#### EXTRACTED INFORMATION ####
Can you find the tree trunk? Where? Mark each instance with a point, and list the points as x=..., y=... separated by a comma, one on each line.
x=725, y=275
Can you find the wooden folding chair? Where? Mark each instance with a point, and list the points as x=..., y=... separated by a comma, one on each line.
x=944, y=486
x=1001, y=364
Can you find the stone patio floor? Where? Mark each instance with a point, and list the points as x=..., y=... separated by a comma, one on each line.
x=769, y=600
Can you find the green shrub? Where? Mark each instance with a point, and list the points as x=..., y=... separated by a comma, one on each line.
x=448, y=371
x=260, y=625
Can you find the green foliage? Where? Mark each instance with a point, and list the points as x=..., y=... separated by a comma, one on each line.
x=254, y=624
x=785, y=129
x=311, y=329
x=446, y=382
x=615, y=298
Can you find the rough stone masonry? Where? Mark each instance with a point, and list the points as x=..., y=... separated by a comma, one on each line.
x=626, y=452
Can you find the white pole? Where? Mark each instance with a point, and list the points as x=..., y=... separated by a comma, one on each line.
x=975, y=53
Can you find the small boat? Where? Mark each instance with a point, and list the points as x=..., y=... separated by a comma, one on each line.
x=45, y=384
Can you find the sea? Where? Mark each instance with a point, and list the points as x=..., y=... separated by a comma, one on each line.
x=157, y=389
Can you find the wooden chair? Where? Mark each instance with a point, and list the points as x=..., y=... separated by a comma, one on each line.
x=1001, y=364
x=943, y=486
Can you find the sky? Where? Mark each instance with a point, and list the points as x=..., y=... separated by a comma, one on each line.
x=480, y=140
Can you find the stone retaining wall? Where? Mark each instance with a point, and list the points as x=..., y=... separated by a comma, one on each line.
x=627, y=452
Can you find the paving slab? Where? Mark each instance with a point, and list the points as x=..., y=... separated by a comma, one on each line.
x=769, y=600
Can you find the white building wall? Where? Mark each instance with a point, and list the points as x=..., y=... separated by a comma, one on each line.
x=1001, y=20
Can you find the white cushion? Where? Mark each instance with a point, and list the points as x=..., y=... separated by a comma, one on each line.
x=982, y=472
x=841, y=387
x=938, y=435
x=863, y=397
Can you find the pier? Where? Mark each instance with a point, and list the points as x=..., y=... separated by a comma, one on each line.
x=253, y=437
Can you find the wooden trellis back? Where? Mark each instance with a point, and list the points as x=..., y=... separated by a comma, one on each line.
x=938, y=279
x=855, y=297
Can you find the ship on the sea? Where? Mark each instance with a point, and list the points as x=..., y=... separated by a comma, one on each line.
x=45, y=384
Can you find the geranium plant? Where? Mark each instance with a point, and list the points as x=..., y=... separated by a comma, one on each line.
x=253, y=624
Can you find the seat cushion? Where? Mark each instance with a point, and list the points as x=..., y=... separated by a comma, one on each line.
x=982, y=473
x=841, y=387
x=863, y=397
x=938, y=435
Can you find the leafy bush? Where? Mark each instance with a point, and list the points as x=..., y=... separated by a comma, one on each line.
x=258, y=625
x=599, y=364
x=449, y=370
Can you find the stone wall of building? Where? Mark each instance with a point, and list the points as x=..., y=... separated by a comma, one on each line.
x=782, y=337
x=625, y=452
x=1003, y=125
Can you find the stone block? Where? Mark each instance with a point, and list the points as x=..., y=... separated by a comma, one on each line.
####
Copy out every line of the data from the line containing "Can you find the wooden chair?" through the line containing "x=480, y=140", both included, and shift each x and y coordinate in that part up by 84 while leaving all other text as it is.

Can you find the wooden chair? Where? Mark each instance with a point, and list the points as x=..., y=... separated by a comma, one on each line.
x=1085, y=448
x=1027, y=570
Can you find the sky? Where? Mark each instance with a point, and list the points as x=..., y=... separated by a comma, one on each line.
x=564, y=224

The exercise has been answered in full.